Scene4-International Magazine of Arts and Culture

pp, mf!

Claudine Jones-Scene4 Magazine

Claudine Jones

Our choir director's always accusing us of not dancing enough during rehearsal. He would love for us to be off book of course, and that's not going to work because there are too many people who don't feel as though their memory faculties are trustworthy; blame it on the demographic. However I'm All About Dance. My earliest memories are about listening to Romanian Rhapsody, dancing my doll, and Bear-crultimately transferring that energy from her to myself.

So, yes for me it's all about body connection to the Rhythm, and the lack of Reliance on something written. I mean this weekend at the house of one our altos I was rehearsing with the small ensemble, which I fought so hard to join 4 years ago knowing that my sight reading skills are not the greatest and that one of the prerequisites is that you learn quickly and you don't hold everybody back by your supposed lack of musicianship.  The stuff is challenging, which I love, although the end result is not always optimum if the director fails to cull older singers who can't keep up anymore—somewhat tragic for them I guess, but I'm in denial about mortality especially losing my voice. shudder Let's not go there.

- [Provided records]:

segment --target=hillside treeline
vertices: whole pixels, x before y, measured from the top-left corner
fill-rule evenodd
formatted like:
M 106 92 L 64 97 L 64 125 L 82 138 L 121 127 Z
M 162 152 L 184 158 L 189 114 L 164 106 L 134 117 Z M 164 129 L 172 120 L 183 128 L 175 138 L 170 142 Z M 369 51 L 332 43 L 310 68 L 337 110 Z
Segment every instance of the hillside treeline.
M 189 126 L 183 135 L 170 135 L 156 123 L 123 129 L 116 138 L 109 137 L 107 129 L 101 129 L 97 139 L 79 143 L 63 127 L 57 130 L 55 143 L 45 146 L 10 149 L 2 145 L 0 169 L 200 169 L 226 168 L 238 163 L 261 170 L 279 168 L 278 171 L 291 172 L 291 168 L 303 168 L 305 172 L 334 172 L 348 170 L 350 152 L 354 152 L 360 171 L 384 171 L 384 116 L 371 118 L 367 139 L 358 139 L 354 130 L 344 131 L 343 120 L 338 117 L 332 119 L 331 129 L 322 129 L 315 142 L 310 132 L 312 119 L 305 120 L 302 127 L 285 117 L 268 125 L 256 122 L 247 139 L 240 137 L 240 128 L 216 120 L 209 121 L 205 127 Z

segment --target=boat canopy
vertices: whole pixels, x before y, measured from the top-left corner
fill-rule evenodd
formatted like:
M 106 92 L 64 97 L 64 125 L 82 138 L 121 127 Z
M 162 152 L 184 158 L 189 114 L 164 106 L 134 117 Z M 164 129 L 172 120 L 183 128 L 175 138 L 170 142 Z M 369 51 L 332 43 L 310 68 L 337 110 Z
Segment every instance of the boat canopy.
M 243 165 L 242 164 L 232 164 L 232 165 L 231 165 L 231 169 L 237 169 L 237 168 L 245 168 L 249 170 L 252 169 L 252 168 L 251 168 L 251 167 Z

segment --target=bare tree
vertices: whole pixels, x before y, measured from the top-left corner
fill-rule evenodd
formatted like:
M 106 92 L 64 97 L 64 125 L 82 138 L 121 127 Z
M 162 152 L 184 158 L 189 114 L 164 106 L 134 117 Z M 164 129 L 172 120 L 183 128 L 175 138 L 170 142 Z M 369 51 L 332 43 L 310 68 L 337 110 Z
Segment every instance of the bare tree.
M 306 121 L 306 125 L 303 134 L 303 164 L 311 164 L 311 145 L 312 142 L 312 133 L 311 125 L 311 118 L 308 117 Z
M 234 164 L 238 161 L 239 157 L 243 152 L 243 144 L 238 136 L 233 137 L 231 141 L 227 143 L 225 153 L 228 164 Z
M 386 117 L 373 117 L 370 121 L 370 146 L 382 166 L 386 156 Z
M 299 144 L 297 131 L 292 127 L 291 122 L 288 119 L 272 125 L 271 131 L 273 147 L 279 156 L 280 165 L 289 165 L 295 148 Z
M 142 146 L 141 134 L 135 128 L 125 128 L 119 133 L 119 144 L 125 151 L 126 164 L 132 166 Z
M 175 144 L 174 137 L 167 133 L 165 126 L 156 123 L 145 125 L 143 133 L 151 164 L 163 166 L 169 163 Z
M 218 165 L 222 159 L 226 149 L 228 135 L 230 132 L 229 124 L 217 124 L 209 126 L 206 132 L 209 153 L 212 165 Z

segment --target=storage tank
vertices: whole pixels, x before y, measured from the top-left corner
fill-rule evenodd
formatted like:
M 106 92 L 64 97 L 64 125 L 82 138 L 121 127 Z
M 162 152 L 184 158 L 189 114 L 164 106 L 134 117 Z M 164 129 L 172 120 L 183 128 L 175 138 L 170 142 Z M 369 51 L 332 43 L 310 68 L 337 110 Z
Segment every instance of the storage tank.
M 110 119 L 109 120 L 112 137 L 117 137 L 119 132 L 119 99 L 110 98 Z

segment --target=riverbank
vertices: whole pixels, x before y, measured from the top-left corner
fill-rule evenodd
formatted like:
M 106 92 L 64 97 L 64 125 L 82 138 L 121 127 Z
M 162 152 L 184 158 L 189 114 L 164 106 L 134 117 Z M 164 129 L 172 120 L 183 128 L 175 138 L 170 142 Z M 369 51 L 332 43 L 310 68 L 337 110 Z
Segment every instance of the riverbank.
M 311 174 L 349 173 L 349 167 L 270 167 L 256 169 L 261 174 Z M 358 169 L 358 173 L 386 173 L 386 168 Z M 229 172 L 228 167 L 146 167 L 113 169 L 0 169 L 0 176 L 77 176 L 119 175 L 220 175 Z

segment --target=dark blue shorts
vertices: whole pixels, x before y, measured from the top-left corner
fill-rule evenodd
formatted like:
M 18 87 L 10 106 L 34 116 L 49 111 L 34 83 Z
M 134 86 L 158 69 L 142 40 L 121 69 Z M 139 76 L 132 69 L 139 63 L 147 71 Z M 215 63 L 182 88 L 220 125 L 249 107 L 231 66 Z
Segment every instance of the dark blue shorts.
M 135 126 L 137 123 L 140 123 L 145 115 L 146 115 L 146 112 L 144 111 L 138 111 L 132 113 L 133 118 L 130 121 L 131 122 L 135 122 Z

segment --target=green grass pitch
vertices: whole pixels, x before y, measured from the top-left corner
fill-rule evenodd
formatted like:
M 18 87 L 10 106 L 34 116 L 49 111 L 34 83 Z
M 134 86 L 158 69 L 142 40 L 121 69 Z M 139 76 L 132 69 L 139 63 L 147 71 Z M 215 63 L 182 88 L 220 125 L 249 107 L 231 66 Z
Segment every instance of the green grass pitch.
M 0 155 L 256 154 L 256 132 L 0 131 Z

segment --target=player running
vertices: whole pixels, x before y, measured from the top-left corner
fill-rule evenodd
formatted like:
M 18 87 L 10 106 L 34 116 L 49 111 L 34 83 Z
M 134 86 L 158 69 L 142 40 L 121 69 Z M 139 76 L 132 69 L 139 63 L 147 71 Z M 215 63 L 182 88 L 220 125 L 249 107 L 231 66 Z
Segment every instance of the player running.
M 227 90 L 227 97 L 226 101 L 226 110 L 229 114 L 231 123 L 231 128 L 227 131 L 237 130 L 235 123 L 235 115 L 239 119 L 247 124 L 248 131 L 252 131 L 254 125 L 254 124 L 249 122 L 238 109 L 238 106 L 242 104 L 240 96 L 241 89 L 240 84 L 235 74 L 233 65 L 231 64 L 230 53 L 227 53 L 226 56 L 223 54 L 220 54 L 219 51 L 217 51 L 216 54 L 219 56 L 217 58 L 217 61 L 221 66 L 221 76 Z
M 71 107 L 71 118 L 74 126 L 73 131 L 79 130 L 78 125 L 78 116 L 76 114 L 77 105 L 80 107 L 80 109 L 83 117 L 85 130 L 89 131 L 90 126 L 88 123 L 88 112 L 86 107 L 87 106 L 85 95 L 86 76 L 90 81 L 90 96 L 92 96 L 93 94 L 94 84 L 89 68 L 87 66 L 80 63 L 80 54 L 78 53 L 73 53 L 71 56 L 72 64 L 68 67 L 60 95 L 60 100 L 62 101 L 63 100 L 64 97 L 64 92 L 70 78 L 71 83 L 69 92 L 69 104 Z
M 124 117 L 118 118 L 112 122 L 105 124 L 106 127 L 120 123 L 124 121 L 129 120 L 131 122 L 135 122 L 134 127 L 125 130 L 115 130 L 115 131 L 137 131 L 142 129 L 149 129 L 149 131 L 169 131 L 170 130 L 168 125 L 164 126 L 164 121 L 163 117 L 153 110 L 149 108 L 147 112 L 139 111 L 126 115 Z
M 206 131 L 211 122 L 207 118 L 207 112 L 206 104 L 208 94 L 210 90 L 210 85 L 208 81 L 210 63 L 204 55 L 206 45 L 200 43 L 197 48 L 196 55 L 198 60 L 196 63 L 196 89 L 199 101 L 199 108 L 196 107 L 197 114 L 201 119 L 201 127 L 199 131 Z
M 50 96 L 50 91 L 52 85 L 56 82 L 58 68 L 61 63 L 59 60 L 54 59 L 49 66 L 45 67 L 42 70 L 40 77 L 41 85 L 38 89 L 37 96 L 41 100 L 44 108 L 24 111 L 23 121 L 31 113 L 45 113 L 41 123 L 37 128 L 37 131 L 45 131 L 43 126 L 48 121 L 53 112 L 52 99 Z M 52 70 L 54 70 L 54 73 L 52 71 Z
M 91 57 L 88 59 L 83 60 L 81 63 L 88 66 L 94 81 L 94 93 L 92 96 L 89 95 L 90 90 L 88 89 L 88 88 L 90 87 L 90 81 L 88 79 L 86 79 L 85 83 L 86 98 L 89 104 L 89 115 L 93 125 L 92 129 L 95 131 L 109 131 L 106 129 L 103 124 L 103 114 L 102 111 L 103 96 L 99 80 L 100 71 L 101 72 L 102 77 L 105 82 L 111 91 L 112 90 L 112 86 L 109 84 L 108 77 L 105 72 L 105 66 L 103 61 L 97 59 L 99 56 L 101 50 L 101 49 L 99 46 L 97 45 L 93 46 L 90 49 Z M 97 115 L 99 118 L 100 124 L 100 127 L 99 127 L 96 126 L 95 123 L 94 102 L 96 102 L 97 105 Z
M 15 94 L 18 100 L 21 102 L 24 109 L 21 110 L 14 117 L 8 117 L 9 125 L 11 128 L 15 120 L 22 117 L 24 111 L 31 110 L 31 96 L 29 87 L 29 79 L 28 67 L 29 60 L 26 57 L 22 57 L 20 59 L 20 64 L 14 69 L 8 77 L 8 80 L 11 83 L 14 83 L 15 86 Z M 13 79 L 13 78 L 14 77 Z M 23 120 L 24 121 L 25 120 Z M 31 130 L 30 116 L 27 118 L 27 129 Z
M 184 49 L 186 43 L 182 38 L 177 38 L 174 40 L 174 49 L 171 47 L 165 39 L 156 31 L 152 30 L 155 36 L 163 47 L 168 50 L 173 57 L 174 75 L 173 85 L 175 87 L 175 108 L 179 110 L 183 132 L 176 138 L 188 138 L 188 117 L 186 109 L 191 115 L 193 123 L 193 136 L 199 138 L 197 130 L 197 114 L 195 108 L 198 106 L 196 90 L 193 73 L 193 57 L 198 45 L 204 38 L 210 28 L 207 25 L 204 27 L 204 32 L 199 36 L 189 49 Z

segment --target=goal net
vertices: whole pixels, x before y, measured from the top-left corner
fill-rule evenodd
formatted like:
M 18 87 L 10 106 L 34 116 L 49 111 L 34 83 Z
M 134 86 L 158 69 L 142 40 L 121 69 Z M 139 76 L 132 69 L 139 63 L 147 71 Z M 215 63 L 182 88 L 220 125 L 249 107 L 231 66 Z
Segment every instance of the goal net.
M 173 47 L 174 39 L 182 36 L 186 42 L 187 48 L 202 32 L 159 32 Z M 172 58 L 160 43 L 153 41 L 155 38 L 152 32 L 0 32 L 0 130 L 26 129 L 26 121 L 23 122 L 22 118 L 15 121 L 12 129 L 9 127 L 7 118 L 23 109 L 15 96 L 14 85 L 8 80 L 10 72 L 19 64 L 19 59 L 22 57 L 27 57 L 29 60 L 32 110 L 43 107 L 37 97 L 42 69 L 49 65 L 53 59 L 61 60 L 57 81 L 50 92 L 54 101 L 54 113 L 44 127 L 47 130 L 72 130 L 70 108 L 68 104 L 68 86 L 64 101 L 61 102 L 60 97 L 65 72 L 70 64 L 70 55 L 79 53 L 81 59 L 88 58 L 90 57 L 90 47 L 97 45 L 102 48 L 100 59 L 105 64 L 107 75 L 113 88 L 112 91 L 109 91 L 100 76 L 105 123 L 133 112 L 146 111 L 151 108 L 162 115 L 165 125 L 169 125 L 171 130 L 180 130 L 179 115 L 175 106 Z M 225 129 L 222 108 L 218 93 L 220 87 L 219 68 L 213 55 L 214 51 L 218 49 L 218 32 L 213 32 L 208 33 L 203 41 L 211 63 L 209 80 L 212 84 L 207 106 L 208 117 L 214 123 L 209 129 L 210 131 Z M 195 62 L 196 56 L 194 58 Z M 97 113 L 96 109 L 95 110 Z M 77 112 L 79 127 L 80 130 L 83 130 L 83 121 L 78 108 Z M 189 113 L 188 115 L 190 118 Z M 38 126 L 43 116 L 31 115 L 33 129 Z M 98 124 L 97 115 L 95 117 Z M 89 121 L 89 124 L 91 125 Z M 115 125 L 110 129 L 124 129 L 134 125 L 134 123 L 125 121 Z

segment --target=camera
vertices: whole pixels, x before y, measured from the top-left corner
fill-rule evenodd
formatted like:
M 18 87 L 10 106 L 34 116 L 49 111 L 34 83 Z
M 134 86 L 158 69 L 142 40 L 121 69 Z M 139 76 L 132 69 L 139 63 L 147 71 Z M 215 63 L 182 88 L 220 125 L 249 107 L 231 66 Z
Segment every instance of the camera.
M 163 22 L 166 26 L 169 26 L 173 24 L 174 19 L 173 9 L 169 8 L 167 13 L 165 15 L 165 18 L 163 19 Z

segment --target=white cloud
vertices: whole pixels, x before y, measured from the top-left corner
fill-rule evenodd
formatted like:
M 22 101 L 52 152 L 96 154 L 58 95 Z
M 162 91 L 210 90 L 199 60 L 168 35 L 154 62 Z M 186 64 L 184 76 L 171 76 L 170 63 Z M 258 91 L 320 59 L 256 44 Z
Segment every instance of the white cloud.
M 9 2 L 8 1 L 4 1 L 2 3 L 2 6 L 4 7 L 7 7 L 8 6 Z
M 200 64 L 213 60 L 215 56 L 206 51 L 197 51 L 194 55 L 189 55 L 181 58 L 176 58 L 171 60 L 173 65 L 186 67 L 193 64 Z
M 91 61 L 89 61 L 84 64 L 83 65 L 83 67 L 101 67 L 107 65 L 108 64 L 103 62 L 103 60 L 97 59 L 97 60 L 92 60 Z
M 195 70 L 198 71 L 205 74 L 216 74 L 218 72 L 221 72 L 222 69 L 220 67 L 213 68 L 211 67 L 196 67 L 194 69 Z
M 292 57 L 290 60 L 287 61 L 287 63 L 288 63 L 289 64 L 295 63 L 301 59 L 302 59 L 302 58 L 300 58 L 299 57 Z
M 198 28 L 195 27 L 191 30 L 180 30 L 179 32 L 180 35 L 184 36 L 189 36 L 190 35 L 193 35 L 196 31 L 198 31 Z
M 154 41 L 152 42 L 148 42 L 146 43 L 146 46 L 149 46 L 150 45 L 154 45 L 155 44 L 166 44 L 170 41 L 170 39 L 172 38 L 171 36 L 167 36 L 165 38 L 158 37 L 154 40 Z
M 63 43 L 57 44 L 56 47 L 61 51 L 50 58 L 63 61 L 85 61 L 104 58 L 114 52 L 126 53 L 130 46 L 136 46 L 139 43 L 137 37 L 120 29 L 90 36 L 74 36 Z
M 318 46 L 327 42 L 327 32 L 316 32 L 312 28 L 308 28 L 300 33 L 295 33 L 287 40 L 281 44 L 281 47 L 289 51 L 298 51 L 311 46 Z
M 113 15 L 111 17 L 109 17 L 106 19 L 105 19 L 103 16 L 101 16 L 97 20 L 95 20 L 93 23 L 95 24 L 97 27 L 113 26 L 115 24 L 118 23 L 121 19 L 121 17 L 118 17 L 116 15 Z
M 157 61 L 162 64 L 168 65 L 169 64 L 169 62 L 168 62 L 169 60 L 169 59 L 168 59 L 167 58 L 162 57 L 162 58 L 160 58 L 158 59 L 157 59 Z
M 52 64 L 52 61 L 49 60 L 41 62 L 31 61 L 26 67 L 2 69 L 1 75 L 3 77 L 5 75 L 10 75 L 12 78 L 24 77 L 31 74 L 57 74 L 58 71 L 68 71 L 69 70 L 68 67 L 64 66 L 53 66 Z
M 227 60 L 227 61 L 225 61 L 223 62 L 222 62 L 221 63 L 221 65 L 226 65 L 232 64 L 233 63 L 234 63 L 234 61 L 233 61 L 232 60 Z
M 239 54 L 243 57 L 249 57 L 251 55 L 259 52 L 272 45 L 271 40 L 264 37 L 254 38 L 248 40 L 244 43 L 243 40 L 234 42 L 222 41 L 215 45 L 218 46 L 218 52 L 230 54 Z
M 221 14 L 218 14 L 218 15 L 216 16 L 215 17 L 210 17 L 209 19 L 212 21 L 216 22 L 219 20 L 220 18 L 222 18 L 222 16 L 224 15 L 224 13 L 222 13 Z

- [Tasks to complete]:
**A)** In the column about singing in a choir, which words are capitalized in the middle of a sentence with no grammatical need? Leave out the title Romanian Rhapsody.
**B)** Answer these questions on the column about singing in a choir:
(i) What does the choir director always accuse the singers of?
(ii) How many years ago did the writer fight to join the small ensemble?
(iii) Where did this weekend's rehearsal with the small ensemble take place?
**C)** How would the column about singing in a choir go on after its last sentence? Write the next part.
The entries are separate from the column about singing in a choir.

- [Exercise results]:
**A)** All, About, Dance, Rhythm, Reliance

**B)**
(i) Not dancing enough during rehearsal.
(ii) Four years ago.
(iii) At the house of one of the altos.

**C)**
Nonetheless, my ace-in-the-hole has always been that once I've learned something—whether it's from YouTube or the sound file that I've entered into my laptop with musescore, or God forbid I've actually sight-read it—I'm wanting I am craving to be off book so that in performance I note the minutest changes when the conductor is under the spell of the composer and spontaneously decides to ritard or accelerando or whatever the hell, I'm there. Over the years I'm finding it harder to conceive of Glorious performance without that connection to the conductor.

A lot of it must have to do with breaking my teeth on theater...can't be up there in front of an audience, even without a conductor, with a script in your hand.  Unless you're doing a staged reading, which I have done upon occasion and find pretty intense. And, true, I do love me a cold read. Since I started taking the New Yorker I've been spontaneously turning to something random in that issue, reading it out loud, like the fiction for example or maybe an gripping political piece, or a poem, and I read it to the old man. And it's great for one thing because you don't know how it's going to end. And outstanding practice for storytelling.

Ask my grandson if I like storytelling. I decided once when he was I think 3 years old to introduce him to the Wizard of Oz. We went out in the gazebo in the backyard and I started acting out all the parts and singing all of the tunes I could remember and by God pretty soon we had the whole thing laid out...Ring-around-the-rosy, a pocketful of spears...thought you were pretty foxy, didn'tcha? Going so soon? I wouldn't hear of it! Why my little party's just beginning....... probably scared the crap out of him with my cackle.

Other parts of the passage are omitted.